[GOAL]
What follows is a listing to be transcribed exactly.

[Point-based annotation data]

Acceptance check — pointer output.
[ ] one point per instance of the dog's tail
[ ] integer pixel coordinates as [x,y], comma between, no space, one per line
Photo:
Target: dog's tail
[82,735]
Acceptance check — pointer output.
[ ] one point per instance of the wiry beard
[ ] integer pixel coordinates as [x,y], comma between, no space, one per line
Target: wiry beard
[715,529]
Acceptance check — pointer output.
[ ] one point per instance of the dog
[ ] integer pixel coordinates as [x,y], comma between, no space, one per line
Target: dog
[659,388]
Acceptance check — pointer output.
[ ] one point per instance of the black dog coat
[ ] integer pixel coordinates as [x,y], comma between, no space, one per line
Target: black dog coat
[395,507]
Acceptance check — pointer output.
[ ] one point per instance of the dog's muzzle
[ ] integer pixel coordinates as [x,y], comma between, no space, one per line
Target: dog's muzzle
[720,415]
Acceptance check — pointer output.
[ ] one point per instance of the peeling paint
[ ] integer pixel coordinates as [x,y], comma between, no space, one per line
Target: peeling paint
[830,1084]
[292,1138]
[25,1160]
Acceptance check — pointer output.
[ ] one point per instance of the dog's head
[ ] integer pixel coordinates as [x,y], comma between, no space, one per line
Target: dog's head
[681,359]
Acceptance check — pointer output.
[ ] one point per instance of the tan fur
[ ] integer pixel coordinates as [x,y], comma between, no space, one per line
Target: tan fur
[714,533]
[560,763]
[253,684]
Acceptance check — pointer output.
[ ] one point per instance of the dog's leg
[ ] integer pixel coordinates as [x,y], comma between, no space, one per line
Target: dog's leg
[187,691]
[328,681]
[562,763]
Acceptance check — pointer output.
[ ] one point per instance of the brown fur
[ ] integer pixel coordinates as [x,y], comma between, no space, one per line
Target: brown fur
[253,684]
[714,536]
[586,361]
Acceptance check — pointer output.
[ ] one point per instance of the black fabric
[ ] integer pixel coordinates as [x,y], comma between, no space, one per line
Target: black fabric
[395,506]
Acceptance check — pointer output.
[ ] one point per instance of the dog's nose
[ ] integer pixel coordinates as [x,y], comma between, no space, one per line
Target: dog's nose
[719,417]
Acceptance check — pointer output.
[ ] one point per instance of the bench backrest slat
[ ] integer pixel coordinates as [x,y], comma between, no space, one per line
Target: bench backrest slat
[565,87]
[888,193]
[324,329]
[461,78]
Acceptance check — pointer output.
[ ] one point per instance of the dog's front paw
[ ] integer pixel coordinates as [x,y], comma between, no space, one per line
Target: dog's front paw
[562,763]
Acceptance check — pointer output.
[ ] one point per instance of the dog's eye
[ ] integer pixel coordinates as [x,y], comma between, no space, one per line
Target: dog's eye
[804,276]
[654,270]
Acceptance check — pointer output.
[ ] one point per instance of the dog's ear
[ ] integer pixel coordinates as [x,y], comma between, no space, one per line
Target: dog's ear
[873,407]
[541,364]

[WRITTEN ANSWER]
Acceptance check — pointer output.
[ ] one point per instance of the dog's tail
[ ] integer pixel coordinates as [x,y], comma between, no space, one per line
Photo:
Target: dog's tail
[82,735]
Acceptance check — pointer output.
[ ] one point per instance of the wiry beard
[ ] integer pixel coordinates as [x,y], comma between, no space, one per line
Target: wiry beard
[715,529]
Acceptance check — pointer output.
[ ] one point per instance of the dog
[ ] integer pixel coordinates as [x,y], comma between, no space, one per line
Target: dog
[659,388]
Acceptance check — pointer output.
[ ] one point per instance of the black dog coat
[ ] integer pixel coordinates as [x,y], comma between, no space, one per line
Target: black dog coat
[395,507]
Acceptance check — pointer output.
[ ] one point per instance of the dog's muzzle
[ ] integer pixel coordinates as [x,y], comma between, no space, one per line
Target: dog's muzzle
[720,415]
Acceptance check — pointer output.
[ ] one point per instance of the peeling paint
[ ] integer pixel coordinates as [x,y], comma between, no space, one per line
Target: peeling paint
[830,1084]
[292,1138]
[25,1160]
Acceptance check — pointer output.
[ ] one point per instance of the dog's head
[ ] integer pixel coordinates as [x,y], comma between, no space, one per line
Target: dog's head
[681,359]
Acceptance check — pointer output.
[ ] one point per instance of the tan fur
[ ] integer pixel coordinates as [x,y], comma between, no space, one per line
Target: tan fur
[714,533]
[560,763]
[253,684]
Acceptance check — pointer output.
[ ] one point per instance of the dog's leg
[ ] integer pixel coordinates as [x,y], comma between, no space, one per line
Target: dog's leg
[187,691]
[328,681]
[562,763]
Acceptance check — pointer output.
[ ] one point per instance of the brown fur
[ ] integer pixel coordinates as [x,y], comma between, no space, one per line
Target: brown fur
[253,684]
[714,536]
[586,361]
Acceptance check — pointer output.
[ ] one point per instance of the black fabric
[ ] integer pixel coordinates as [x,y], comma between, no space, one per line
Target: black fabric
[395,506]
Acceptance check — pointer output.
[ ] one point per instance of the dog's nose
[ ] integer pixel coordinates as [x,y], comma between, no space, one per line
Target: dog's nose
[719,417]
Acceptance check — pointer output.
[ ] one point per instance of the bench backrest slat
[ ] integer pixel coordinates as [x,y], comma between, no space, one per line
Target: bench backrest slat
[565,87]
[888,193]
[324,329]
[461,78]
Acceptance check — pointer output.
[ ] one point per instance of the dog's front paw
[ ] integer pixel coordinates as [x,y], comma between, no space, one per line
Target: dog's front paw
[562,763]
Acceptance check — pointer output.
[ ] one point per instance of the dog's eye
[ ] integer pixel coordinates as [x,y], comma between, no space, one per line
Target: dog's eye
[804,276]
[654,270]
Acceptance check — pointer output.
[ ] one point per instance of the dog's ear
[ ] integer pixel coordinates as [x,y], comma between, no space, one per line
Target: dog's ear
[873,407]
[541,364]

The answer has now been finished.